Description of the task
Print the records below exactly, with no pictures.

[Working data]

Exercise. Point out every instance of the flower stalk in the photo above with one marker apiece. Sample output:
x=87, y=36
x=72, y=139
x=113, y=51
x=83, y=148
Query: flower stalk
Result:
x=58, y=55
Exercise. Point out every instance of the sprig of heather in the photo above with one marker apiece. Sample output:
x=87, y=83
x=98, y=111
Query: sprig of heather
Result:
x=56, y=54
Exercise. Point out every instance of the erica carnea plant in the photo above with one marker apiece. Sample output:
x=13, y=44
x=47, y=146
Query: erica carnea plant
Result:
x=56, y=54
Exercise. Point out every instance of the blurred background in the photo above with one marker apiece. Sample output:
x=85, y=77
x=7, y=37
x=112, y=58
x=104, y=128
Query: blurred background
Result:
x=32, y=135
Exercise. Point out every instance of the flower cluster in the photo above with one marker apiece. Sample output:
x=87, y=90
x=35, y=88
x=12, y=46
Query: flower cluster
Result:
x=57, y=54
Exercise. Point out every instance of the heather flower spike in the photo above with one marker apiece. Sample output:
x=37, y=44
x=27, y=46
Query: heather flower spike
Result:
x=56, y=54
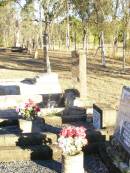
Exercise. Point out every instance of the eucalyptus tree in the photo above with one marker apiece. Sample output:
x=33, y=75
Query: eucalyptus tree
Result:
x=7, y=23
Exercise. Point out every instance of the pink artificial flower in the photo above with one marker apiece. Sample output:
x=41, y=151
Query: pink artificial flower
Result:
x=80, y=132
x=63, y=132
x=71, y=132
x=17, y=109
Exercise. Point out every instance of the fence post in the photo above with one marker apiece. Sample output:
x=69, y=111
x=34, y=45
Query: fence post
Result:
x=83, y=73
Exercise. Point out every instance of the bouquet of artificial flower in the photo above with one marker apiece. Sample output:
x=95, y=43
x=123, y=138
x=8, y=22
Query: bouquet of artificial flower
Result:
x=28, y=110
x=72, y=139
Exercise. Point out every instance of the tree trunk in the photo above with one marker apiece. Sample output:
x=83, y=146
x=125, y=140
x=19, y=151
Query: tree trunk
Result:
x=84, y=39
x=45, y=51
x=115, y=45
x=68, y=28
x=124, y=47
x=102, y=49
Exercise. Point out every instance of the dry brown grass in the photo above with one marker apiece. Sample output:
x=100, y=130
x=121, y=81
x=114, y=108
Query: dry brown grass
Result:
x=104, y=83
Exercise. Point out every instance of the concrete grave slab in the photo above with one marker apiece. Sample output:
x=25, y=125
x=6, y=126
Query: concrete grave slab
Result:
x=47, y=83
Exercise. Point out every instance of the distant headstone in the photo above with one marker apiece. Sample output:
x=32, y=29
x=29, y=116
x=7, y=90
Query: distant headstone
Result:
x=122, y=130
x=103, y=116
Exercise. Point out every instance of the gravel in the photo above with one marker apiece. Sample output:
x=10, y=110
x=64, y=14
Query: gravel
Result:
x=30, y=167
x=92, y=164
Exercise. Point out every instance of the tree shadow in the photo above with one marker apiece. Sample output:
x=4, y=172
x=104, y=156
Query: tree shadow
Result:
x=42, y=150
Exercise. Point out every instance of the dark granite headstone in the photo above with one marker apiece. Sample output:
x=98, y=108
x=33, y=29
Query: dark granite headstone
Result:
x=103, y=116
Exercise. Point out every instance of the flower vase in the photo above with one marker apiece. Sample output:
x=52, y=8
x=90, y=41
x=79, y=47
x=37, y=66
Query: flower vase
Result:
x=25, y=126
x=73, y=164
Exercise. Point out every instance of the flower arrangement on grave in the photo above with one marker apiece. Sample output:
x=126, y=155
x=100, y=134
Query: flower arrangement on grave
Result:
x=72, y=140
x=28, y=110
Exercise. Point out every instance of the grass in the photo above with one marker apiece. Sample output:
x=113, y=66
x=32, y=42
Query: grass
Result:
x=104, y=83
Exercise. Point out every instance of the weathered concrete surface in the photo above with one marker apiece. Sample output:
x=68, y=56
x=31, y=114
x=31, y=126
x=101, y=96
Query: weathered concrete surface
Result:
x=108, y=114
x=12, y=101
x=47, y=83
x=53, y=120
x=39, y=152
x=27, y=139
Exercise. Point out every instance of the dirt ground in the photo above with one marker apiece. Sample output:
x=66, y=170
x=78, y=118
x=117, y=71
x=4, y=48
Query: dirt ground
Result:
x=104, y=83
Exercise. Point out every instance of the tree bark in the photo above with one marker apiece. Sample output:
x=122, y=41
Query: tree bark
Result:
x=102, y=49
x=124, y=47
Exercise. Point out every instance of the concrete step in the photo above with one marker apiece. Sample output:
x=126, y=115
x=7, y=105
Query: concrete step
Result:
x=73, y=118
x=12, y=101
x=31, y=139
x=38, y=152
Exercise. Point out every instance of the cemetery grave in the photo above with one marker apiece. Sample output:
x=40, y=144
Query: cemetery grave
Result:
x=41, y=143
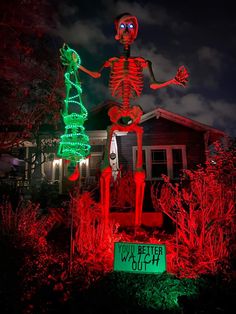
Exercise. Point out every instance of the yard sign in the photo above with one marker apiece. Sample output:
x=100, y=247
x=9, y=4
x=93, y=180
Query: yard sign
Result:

[/Working data]

Reply to the task
Exercise. Point out every instance of the flower stalk in the photo above with one marker apiece. Sample output:
x=87, y=36
x=72, y=139
x=113, y=51
x=83, y=148
Query: flower stalk
Result:
x=58, y=55
Exercise. Point out every instance of the sprig of heather in the photo above with one marker apiece. Sample output:
x=87, y=83
x=98, y=111
Query: sprig of heather
Result:
x=56, y=54
Exercise. Point out every instance of the erica carnea plant in the photo above with one marker apiece. Sample output:
x=13, y=44
x=47, y=146
Query: erica carnea plant
Result:
x=56, y=54
Exercise. Point out every instance of the blurred background in the photo above with one marker apiece. Sample output:
x=85, y=77
x=7, y=37
x=112, y=58
x=104, y=128
Query: blurred background
Result:
x=32, y=135
Exercise. Point out every instance of the flower cluster in the photo above with one marker apiece. Sample output:
x=87, y=90
x=35, y=88
x=12, y=46
Query: flower cluster
Result:
x=57, y=54
Exercise. Point out every instance of the heather flower spike in the photo above with one marker apiece. Sample output:
x=37, y=44
x=27, y=46
Query: heather flower spike
Result:
x=56, y=54
Exercise. Point out every instance of the eucalyptus tree in the photo above with one marker apiece. Sample output:
x=33, y=75
Query: eucalyptus tree
Result:
x=7, y=23
Exercise. Point out every instance of the pink artificial flower in the photo above with one marker apiece. Sample output:
x=41, y=151
Query: pink artificial flower
Result:
x=80, y=132
x=63, y=132
x=71, y=132
x=17, y=109
Exercise. Point out every instance of the fence post in the photo above with one marker apiece. Sample output:
x=69, y=111
x=34, y=45
Query: fence post
Result:
x=83, y=73
Exercise. Point out every instance of the bouquet of artificial flower in the photo above with one marker apiece. Sample output:
x=95, y=43
x=123, y=138
x=8, y=22
Query: bouquet of artificial flower
Result:
x=28, y=110
x=72, y=139
Exercise. Point out every instance of the tree trunk in the photo above with one marker apiece. Sample output:
x=83, y=146
x=125, y=140
x=19, y=151
Query: tree trunk
Result:
x=84, y=39
x=45, y=51
x=115, y=45
x=68, y=28
x=124, y=47
x=102, y=49
Exercise. Point out every instance of the dry brown grass in the photo above with one marker apiece. Sample output:
x=100, y=130
x=121, y=81
x=114, y=108
Query: dry brown grass
Result:
x=104, y=83
Exercise. Point out every instance of the concrete grave slab in the photo above with one marker apiece. Sample output:
x=25, y=125
x=6, y=126
Query: concrete grave slab
Result:
x=47, y=83
Exercise. Point out every instance of the distant headstone in the photo above with one marker apiece. Sample output:
x=32, y=29
x=29, y=116
x=7, y=90
Query: distant headstone
Result:
x=122, y=130
x=103, y=116
Exercise. Point out every instance of the gravel in the photo above with one marker apiece. Sample output:
x=10, y=110
x=64, y=14
Query: gravel
Result:
x=30, y=167
x=92, y=164
Exercise. Point out every instance of the tree shadow in the photo above with one marker apiece. Sample output:
x=4, y=172
x=104, y=156
Query: tree shadow
Result:
x=42, y=150
Exercise. Point out every instance of the dark granite headstone in the photo above with one marker apiece. Sample output:
x=98, y=108
x=33, y=29
Query: dark granite headstone
Result:
x=103, y=116
Exercise. Point out every instance of the flower vase in the photo above with one marker apiece. Sample output:
x=52, y=8
x=90, y=41
x=79, y=47
x=37, y=66
Query: flower vase
Result:
x=25, y=126
x=73, y=164
Exercise. Point out every instance of the flower arrangement on grave in the photo above with one marker apiece. Sample output:
x=126, y=155
x=100, y=134
Query: flower arrangement on grave
Result:
x=72, y=140
x=28, y=110
Exercise. Point out every instance of the grass in the photo above with one marker apiece. Sample output:
x=113, y=66
x=32, y=42
Query: grass
Result:
x=104, y=83
Exercise. Point out every instance of the weathered concrete surface in the photo above with one marker apiece. Sample output:
x=68, y=56
x=31, y=114
x=31, y=126
x=101, y=96
Query: weathered concrete surface
Result:
x=108, y=114
x=12, y=101
x=47, y=83
x=53, y=120
x=39, y=152
x=27, y=139
Exercise. Point out every instance of the dirt ground in the photo above with one marker apiece. Sample output:
x=66, y=170
x=78, y=118
x=117, y=71
x=4, y=48
Query: dirt ground
Result:
x=104, y=83
Exercise. Point out every instance of the tree bark in the photo above with one marker apiece. Sample output:
x=122, y=41
Query: tree bark
Result:
x=102, y=49
x=124, y=47
Exercise. Point out every instance of the concrete step in the photo above with one marker apiece. Sample output:
x=126, y=115
x=7, y=105
Query: concrete step
Result:
x=73, y=118
x=12, y=101
x=31, y=139
x=38, y=152
Exercise. Point out every instance of the cemetery grave in the photo above with one marker apiece. Sample output:
x=40, y=144
Query: cemetery grave
Result:
x=41, y=143
Exercise. Point out every instance of the yard sign in the photo above with one marker apiece. Sample output:
x=100, y=247
x=9, y=4
x=93, y=180
Query: yard sign
Result:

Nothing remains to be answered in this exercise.